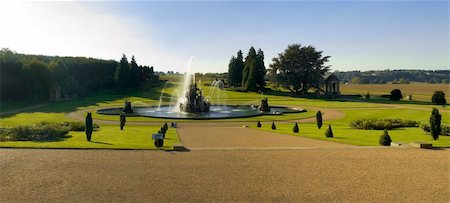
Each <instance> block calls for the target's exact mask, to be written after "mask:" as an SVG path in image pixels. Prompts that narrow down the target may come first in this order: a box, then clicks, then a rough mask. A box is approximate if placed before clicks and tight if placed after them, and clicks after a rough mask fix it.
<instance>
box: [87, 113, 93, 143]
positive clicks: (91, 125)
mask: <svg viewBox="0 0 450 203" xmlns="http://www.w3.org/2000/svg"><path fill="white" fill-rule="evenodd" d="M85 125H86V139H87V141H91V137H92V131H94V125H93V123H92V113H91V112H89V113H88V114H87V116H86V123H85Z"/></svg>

----------------

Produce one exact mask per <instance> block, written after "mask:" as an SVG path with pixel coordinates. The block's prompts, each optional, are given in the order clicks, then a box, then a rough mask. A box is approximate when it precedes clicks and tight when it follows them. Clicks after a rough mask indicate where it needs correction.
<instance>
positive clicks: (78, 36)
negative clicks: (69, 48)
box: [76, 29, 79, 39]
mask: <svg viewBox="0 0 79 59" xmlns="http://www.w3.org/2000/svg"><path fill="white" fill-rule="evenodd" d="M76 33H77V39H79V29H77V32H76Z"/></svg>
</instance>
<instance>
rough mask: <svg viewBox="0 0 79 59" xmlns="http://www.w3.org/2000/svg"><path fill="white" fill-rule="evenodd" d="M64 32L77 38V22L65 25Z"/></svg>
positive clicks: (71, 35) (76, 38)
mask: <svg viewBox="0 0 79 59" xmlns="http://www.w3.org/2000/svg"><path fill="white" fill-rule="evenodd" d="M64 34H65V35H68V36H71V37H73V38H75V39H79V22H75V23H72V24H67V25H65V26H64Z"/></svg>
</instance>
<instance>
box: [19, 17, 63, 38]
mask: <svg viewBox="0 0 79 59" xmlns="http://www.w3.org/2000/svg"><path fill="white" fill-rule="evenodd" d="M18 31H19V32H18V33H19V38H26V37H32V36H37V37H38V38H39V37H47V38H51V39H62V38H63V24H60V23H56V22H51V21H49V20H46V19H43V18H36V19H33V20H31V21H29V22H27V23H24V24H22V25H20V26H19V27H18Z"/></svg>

----------------

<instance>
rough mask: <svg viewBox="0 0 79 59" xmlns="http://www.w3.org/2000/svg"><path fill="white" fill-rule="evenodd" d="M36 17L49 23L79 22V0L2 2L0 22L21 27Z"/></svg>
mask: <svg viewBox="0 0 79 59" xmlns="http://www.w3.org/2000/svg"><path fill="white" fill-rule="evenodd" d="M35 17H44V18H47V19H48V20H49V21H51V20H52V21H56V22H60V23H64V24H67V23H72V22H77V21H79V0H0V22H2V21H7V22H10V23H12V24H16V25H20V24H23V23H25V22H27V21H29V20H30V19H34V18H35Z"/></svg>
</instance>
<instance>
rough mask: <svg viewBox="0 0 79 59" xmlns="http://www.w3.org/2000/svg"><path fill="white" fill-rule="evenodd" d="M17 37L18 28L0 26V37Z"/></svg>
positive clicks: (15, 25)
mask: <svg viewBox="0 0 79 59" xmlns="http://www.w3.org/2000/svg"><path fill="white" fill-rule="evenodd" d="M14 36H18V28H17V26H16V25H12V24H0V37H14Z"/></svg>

----------------

Copy out the lines of the records above in which the string "exact" appears.

Each <instance> block calls for the target's exact mask, to be written after "mask:" as an SVG path in image pixels. Prompts that narrow down the target may come first in this order: a box, then clicks, then a rough mask. A box is approximate if placed before clicks and tight if placed after them, and clicks after a rough mask fix it.
Produce one exact mask per <instance> block, written after "mask:" as an SVG path with pixel coordinates. The block's prompts, each optional, are given in the order clicks, then a box, then a rough mask. A box is approximate when it precedes clicks and tight when it follows them. Clicks after a rough mask indicate where it needs correction.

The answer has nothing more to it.